Aufgabenstellung 1 -> Wandle die Datensätze in eine nummerierte Liste um und lass Leerzeilen weg. Beginne bei der Zeile mit „stainless steel sink -> point“ und höre am Ende der Datensätze auf.

Ausgewählter Text ->
Frau von der Recke, als Vorständin der Bremer OHB System AG sind Sie zuständig für die Beziehungen in die Politik und in die raumfahrtrelevanten Institutionen. Die Bundesregierung plant bekanntlich ein Sondervermögen von 100 Milliarden Euro für die Bundeswehr. Wie kann OHB davon profitieren?
Sabine von der Recke: OHB ist ein starker Partner der Bundeswehr. Wir sind dort schon in diversen Programmen als Zulieferer tätig, zum Beispiel für Aufklärungssysteme. Wir denken, dass es da jetzt weiteren Bedarf gibt, und hoffen, dass wir helfen können, die Bundeswehr besser auszustatten.
Was heißt das konkret? Sind Sie im Gespräch mit der Koordinatorin der Bundesregierung für die Luft- und Raumfahrt oder mit dem Verteidigungsministerium?
Natürlich sind wir das. Erst vergangene Woche waren wir mit der Raumfahrt-Koordinatorin Anna Christmann beim Start unseres deutschen Umweltsatelliten EnMAP in Florida. Bei dieser Gelegenheit haben wir uns auch über die Herausforderungen für unsere Branche ausgetauscht. Und das Verteidigungsministerium hatte die deutsche Industrie ja aufgefordert, proaktiv Vorschläge zu machen. Das haben wir getan. Jetzt warten wir darauf, welche Signale wir erhalten. Wir sind da aber sehr zuversichtlich.

Zeilen ->
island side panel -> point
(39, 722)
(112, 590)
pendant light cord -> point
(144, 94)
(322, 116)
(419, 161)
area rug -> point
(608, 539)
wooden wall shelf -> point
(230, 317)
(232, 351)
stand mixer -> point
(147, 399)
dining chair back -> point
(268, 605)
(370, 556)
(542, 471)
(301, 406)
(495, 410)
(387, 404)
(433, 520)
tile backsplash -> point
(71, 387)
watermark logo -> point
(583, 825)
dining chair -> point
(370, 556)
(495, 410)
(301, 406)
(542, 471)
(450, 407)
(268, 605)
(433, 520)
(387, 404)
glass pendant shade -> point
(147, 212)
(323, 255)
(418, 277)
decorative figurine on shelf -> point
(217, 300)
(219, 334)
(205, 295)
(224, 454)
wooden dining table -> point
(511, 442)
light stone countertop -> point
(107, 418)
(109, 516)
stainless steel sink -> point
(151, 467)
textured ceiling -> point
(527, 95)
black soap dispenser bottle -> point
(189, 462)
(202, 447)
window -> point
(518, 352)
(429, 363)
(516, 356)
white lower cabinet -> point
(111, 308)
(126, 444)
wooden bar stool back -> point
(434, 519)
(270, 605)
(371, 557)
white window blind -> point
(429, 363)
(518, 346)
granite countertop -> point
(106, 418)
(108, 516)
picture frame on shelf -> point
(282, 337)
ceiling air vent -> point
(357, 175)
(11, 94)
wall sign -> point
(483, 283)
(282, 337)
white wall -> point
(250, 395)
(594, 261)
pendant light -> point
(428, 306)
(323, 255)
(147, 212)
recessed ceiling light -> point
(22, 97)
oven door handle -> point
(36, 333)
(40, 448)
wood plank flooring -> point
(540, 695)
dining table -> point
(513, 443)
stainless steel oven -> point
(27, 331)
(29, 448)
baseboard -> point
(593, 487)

Aufgabenstellung 2 ->
Beantworte anhand des Interviews:
(a) Wie hoch ist das Sondervermögen, das die Bundesregierung für die Bundeswehr plant?
(b) Welcher Satellit wurde in Florida gestartet?
(c) Wofür ist Sabine von der Recke als Vorständin der OHB System AG zuständig?

Lösung 1 ->
1. stainless steel sink -> point
2. (151, 467)
3. textured ceiling -> point
4. (527, 95)
5. black soap dispenser bottle -> point
6. (189, 462)
7. (202, 447)
8. window -> point
9. (518, 352)
10. (429, 363)
11. (516, 356)
12. white lower cabinet -> point
13. (111, 308)
14. (126, 444)
15. wooden bar stool back -> point
16. (434, 519)
17. (270, 605)
18. (371, 557)
19. white window blind -> point
20. (429, 363)
21. (518, 346)
22. granite countertop -> point
23. (106, 418)
24. (108, 516)
25. picture frame on shelf -> point
26. (282, 337)
27. ceiling air vent -> point
28. (357, 175)
29. (11, 94)
30. wall sign -> point
31. (483, 283)
32. (282, 337)
33. white wall -> point
34. (250, 395)
35. (594, 261)
36. pendant light -> point
37. (428, 306)
38. (323, 255)
39. (147, 212)
40. recessed ceiling light -> point
41. (22, 97)
42. oven door handle -> point
43. (36, 333)
44. (40, 448)
45. wood plank flooring -> point
46. (540, 695)
47. dining table -> point
48. (513, 443)
49. stainless steel oven -> point
50. (27, 331)
51. (29, 448)
52. baseboard -> point
53. (593, 487)

Lösung 2 ->
(a) 100 Milliarden Euro.
(b) Der deutsche Umweltsatellit EnMAP.
(c) Für die Beziehungen in die Politik und in die raumfahrtrelevanten Institutionen.